_Supplied entries_
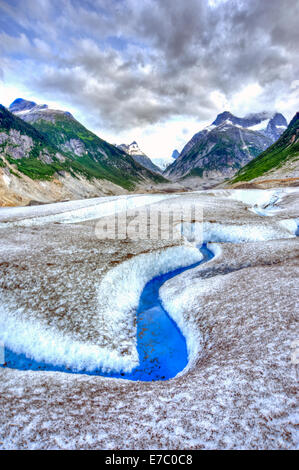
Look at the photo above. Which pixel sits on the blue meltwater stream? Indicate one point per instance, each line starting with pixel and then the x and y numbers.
pixel 161 346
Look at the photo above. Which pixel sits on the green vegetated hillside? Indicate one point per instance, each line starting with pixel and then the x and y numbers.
pixel 42 144
pixel 286 148
pixel 99 158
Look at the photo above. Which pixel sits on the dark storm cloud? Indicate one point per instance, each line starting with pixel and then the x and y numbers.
pixel 136 62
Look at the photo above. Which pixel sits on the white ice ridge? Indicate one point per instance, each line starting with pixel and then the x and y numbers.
pixel 261 201
pixel 78 211
pixel 215 232
pixel 118 298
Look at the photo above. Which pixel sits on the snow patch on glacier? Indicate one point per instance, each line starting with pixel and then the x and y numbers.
pixel 118 297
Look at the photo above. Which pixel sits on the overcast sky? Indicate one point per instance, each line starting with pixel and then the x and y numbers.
pixel 155 71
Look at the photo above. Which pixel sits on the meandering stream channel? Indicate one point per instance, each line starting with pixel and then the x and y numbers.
pixel 161 346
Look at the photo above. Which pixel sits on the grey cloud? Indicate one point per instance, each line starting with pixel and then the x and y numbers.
pixel 175 54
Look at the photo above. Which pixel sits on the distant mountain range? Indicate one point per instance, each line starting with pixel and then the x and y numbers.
pixel 47 155
pixel 280 160
pixel 140 157
pixel 219 150
pixel 50 145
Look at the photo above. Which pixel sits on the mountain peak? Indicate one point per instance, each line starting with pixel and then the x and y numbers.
pixel 222 117
pixel 21 105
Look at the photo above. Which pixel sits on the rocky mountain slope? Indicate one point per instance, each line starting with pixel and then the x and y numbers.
pixel 230 142
pixel 46 155
pixel 139 156
pixel 280 161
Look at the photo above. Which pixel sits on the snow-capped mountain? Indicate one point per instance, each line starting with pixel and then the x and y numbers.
pixel 31 112
pixel 227 144
pixel 139 156
pixel 175 154
pixel 44 144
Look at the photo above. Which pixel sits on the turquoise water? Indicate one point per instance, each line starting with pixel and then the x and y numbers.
pixel 161 346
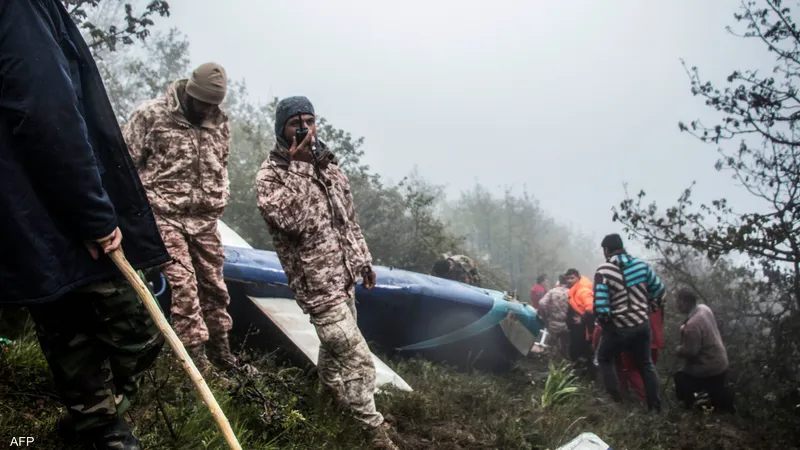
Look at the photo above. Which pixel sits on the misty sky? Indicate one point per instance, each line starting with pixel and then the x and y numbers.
pixel 568 98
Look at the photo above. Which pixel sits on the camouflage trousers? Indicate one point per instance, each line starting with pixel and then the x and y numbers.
pixel 345 363
pixel 98 341
pixel 199 296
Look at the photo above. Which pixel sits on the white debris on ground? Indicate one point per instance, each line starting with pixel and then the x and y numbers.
pixel 586 441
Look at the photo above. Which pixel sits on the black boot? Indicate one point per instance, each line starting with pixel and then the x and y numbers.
pixel 116 436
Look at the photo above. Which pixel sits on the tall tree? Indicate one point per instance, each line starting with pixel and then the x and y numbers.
pixel 110 34
pixel 758 111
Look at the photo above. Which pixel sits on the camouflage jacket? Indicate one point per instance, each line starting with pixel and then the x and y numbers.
pixel 464 270
pixel 553 309
pixel 183 167
pixel 312 219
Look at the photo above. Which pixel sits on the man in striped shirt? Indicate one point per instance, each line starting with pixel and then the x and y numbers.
pixel 626 291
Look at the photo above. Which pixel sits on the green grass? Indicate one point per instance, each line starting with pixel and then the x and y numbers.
pixel 539 405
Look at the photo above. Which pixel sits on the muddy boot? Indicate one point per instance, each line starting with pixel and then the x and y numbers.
pixel 219 353
pixel 116 436
pixel 198 355
pixel 378 437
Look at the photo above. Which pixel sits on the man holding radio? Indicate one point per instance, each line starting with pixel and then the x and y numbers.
pixel 305 200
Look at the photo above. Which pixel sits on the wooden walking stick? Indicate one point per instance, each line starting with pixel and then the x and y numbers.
pixel 155 312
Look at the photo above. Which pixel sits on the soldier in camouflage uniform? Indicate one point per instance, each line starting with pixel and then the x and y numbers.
pixel 68 185
pixel 76 333
pixel 306 203
pixel 180 144
pixel 459 268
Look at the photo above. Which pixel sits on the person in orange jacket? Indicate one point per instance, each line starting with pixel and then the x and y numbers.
pixel 580 319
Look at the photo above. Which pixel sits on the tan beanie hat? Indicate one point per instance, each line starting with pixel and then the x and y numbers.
pixel 208 83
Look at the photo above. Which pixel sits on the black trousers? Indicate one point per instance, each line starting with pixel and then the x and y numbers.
pixel 686 386
pixel 580 350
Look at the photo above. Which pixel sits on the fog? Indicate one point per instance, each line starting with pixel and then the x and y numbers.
pixel 568 99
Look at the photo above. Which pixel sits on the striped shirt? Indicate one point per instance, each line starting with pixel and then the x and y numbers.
pixel 626 290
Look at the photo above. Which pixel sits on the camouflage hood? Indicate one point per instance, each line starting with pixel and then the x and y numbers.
pixel 173 97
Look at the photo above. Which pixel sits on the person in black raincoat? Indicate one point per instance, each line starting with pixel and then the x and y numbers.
pixel 68 194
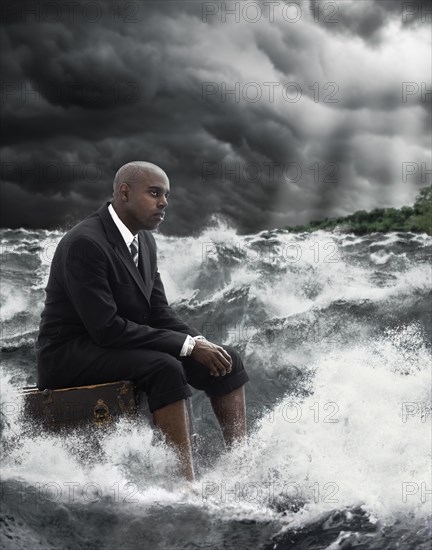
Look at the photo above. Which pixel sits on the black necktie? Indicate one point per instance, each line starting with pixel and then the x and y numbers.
pixel 134 250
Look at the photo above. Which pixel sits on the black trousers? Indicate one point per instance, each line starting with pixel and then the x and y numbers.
pixel 164 378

_Given request_
Copy the listing above from its start through the line reading "pixel 155 71", keeping every line the same and including that last line. Leave the pictures out.

_Solution to the exercise_
Look at the photo above. Which pixel sits on the blue meltwater stream? Indicate one point per instance, each line starting with pixel and then the x and y numbers.
pixel 161 346
Look at the photo above. Which pixel sits on the green vegetated hillside? Indicate one point per instance, each line starting with pixel and then the x and y numbers.
pixel 42 144
pixel 286 148
pixel 99 158
Look at the photo above. Which pixel sits on the dark storm cloud? Indicate one point per instance, each line starting with pixel and then the x and y numbers.
pixel 136 62
Look at the photo above. Which pixel sits on the white ice ridge? Indicate one point per instance, each line starting with pixel and then the x and y numbers.
pixel 261 201
pixel 78 211
pixel 215 232
pixel 118 298
Look at the photo above. Which pixel sits on the snow patch on glacier? Indicate one point per instance, each line starting with pixel and then the x and y numbers.
pixel 118 297
Look at the photo above. Which pixel sits on the overcast sky? Indicate one point per instance, each line starting with pixel and then the x and y numbers.
pixel 155 71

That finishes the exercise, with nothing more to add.